Entries of coordinate annotations:
────────────────────────────────────────

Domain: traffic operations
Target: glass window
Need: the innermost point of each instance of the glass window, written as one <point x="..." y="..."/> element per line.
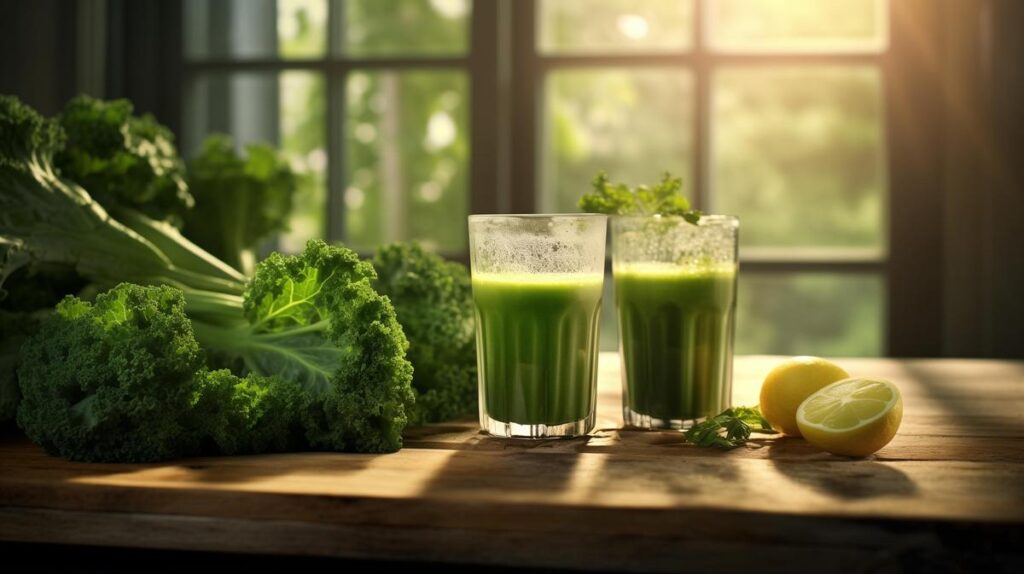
<point x="810" y="313"/>
<point x="633" y="124"/>
<point x="410" y="28"/>
<point x="798" y="26"/>
<point x="407" y="153"/>
<point x="286" y="109"/>
<point x="798" y="152"/>
<point x="614" y="26"/>
<point x="255" y="29"/>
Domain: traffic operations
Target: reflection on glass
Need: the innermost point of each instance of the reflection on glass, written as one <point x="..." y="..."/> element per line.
<point x="255" y="29"/>
<point x="798" y="25"/>
<point x="633" y="124"/>
<point x="407" y="159"/>
<point x="827" y="314"/>
<point x="409" y="28"/>
<point x="799" y="155"/>
<point x="614" y="26"/>
<point x="286" y="111"/>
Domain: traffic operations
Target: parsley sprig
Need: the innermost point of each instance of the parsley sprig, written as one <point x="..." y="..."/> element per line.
<point x="619" y="199"/>
<point x="729" y="429"/>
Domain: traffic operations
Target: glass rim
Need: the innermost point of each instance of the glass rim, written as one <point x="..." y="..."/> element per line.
<point x="492" y="216"/>
<point x="709" y="218"/>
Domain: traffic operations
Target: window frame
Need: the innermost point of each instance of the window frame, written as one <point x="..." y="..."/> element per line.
<point x="908" y="263"/>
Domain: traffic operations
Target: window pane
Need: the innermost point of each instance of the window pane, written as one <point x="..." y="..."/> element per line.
<point x="407" y="159"/>
<point x="633" y="124"/>
<point x="798" y="25"/>
<point x="614" y="26"/>
<point x="287" y="111"/>
<point x="412" y="28"/>
<point x="799" y="155"/>
<point x="827" y="314"/>
<point x="255" y="29"/>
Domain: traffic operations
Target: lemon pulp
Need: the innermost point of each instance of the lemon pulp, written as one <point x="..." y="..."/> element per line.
<point x="853" y="416"/>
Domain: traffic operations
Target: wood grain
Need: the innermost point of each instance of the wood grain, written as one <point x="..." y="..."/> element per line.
<point x="616" y="499"/>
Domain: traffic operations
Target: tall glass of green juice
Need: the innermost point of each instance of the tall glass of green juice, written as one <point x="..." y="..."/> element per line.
<point x="537" y="291"/>
<point x="676" y="299"/>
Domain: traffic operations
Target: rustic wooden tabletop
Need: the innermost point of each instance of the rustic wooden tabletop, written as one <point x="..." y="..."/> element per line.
<point x="950" y="486"/>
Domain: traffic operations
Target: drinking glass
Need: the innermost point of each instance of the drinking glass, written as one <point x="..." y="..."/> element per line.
<point x="537" y="293"/>
<point x="676" y="301"/>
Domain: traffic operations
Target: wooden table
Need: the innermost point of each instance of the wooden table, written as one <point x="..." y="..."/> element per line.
<point x="950" y="486"/>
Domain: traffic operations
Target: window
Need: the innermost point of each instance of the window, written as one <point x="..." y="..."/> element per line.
<point x="771" y="109"/>
<point x="407" y="115"/>
<point x="369" y="98"/>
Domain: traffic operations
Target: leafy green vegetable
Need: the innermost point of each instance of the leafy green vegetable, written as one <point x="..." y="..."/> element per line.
<point x="248" y="415"/>
<point x="313" y="320"/>
<point x="433" y="301"/>
<point x="240" y="202"/>
<point x="53" y="220"/>
<point x="112" y="381"/>
<point x="619" y="199"/>
<point x="123" y="160"/>
<point x="729" y="429"/>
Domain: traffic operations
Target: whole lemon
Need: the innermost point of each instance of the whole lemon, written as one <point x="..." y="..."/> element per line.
<point x="792" y="382"/>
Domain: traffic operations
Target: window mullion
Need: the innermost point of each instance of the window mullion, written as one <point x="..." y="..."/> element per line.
<point x="701" y="116"/>
<point x="335" y="129"/>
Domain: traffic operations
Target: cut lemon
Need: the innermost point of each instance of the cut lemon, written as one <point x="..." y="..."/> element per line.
<point x="853" y="416"/>
<point x="790" y="384"/>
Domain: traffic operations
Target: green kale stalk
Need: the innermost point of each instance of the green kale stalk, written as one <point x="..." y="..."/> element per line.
<point x="312" y="319"/>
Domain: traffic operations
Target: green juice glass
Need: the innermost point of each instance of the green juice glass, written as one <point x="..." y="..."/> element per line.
<point x="676" y="300"/>
<point x="537" y="293"/>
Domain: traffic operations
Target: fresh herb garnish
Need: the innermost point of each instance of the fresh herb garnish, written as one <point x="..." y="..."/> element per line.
<point x="620" y="199"/>
<point x="730" y="429"/>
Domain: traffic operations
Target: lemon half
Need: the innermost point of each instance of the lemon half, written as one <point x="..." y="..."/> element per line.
<point x="853" y="416"/>
<point x="790" y="384"/>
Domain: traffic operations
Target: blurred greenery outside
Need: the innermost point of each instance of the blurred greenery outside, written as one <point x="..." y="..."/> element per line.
<point x="797" y="151"/>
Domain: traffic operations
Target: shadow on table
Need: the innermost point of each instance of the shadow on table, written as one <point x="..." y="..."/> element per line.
<point x="850" y="479"/>
<point x="486" y="464"/>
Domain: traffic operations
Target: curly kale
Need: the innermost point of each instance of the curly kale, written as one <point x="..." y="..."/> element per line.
<point x="323" y="353"/>
<point x="51" y="219"/>
<point x="433" y="301"/>
<point x="247" y="415"/>
<point x="314" y="318"/>
<point x="112" y="381"/>
<point x="240" y="202"/>
<point x="123" y="160"/>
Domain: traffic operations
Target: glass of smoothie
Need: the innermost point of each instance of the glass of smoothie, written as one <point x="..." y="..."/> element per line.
<point x="676" y="301"/>
<point x="537" y="292"/>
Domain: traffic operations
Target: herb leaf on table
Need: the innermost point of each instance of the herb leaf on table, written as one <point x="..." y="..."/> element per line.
<point x="729" y="429"/>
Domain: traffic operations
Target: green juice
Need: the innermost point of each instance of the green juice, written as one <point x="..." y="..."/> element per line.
<point x="537" y="346"/>
<point x="676" y="334"/>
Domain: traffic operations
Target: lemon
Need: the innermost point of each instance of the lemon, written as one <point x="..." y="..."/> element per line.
<point x="854" y="416"/>
<point x="792" y="382"/>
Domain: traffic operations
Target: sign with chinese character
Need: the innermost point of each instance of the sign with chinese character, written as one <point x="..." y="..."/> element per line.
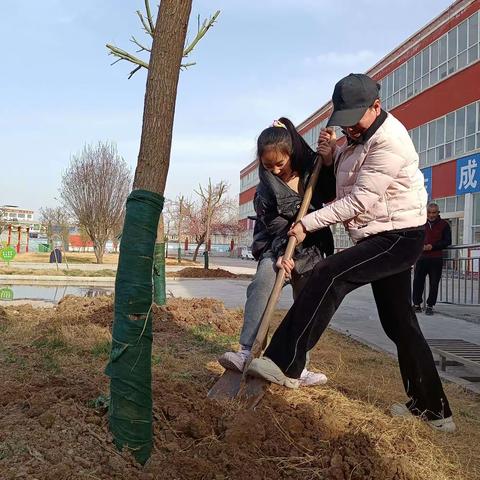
<point x="427" y="176"/>
<point x="7" y="254"/>
<point x="468" y="174"/>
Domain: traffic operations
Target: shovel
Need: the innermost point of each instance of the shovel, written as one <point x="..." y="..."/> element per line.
<point x="233" y="383"/>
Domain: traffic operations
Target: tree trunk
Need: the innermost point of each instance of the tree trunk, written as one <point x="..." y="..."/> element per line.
<point x="197" y="248"/>
<point x="129" y="368"/>
<point x="99" y="249"/>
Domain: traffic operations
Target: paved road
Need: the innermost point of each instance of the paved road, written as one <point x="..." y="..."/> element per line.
<point x="357" y="316"/>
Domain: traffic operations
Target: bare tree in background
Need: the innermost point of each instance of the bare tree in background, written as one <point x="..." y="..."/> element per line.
<point x="56" y="220"/>
<point x="94" y="190"/>
<point x="3" y="222"/>
<point x="212" y="209"/>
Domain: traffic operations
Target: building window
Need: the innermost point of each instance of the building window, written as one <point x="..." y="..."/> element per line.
<point x="453" y="51"/>
<point x="452" y="135"/>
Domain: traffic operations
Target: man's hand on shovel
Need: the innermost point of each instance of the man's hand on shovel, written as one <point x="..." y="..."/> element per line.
<point x="286" y="264"/>
<point x="298" y="231"/>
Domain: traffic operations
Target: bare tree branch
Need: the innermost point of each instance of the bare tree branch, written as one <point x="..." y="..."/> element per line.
<point x="149" y="16"/>
<point x="124" y="55"/>
<point x="149" y="27"/>
<point x="94" y="190"/>
<point x="206" y="25"/>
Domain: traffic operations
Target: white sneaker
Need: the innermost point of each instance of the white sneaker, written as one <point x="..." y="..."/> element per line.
<point x="234" y="360"/>
<point x="446" y="425"/>
<point x="311" y="379"/>
<point x="265" y="368"/>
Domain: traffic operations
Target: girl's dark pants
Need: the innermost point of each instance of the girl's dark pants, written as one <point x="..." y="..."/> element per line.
<point x="383" y="260"/>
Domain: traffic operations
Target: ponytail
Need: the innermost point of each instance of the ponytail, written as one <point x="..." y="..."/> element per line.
<point x="284" y="137"/>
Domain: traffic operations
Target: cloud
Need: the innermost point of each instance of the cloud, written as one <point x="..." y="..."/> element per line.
<point x="361" y="60"/>
<point x="215" y="146"/>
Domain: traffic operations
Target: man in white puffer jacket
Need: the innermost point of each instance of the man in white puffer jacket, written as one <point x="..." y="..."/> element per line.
<point x="381" y="201"/>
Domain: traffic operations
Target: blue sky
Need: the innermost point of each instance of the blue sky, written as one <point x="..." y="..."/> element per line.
<point x="262" y="60"/>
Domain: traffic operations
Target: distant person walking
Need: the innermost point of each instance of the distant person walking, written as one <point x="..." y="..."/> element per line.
<point x="438" y="236"/>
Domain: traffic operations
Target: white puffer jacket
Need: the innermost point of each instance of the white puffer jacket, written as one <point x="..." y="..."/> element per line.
<point x="379" y="185"/>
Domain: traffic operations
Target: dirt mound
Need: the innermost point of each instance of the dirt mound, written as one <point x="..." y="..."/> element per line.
<point x="192" y="272"/>
<point x="54" y="421"/>
<point x="195" y="312"/>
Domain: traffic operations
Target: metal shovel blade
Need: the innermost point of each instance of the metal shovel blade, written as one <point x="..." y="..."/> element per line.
<point x="230" y="386"/>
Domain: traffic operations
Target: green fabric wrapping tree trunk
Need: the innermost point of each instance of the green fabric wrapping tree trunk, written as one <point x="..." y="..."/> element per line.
<point x="159" y="288"/>
<point x="129" y="369"/>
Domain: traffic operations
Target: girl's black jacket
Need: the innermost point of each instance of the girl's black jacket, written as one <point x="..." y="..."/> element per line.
<point x="276" y="206"/>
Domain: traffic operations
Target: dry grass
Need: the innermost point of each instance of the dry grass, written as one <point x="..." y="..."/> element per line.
<point x="87" y="257"/>
<point x="71" y="272"/>
<point x="294" y="434"/>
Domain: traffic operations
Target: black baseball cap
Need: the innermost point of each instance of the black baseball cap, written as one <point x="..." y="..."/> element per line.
<point x="351" y="97"/>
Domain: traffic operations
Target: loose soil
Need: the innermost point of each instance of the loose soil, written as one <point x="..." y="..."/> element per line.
<point x="54" y="422"/>
<point x="192" y="272"/>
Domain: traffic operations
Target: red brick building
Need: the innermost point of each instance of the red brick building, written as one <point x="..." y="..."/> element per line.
<point x="431" y="83"/>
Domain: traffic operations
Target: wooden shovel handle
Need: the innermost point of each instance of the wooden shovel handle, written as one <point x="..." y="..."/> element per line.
<point x="258" y="345"/>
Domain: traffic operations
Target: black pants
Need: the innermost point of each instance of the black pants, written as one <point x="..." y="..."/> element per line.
<point x="433" y="268"/>
<point x="384" y="260"/>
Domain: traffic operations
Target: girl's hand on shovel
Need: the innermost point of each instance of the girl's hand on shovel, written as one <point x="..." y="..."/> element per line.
<point x="298" y="231"/>
<point x="287" y="265"/>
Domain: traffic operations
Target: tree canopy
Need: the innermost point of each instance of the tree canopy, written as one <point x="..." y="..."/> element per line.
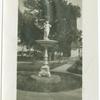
<point x="62" y="17"/>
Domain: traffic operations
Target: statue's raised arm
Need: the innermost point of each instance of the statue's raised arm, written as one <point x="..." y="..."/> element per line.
<point x="46" y="30"/>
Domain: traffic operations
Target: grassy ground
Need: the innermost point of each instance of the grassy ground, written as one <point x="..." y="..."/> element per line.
<point x="36" y="65"/>
<point x="71" y="95"/>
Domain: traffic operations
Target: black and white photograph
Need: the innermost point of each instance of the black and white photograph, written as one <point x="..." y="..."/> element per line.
<point x="49" y="50"/>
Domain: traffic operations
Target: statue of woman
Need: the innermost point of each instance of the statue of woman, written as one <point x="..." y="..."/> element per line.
<point x="46" y="30"/>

────────────────────────────────────────

What the exercise asks: From the material above, copy out each line that contains the word "juice".

Result for this task:
Target: tall glass of green juice
Need: the innermost point of each instance of the tall glass of green juice, written as one <point x="..." y="..."/> element per line.
Target: green juice glass
Need: the innermost point of each instance of the green juice glass, written as one <point x="..." y="..."/> element per line.
Target: green juice
Need: the innermost point of each instance of the green juice, written as one <point x="..." y="..."/> element per line.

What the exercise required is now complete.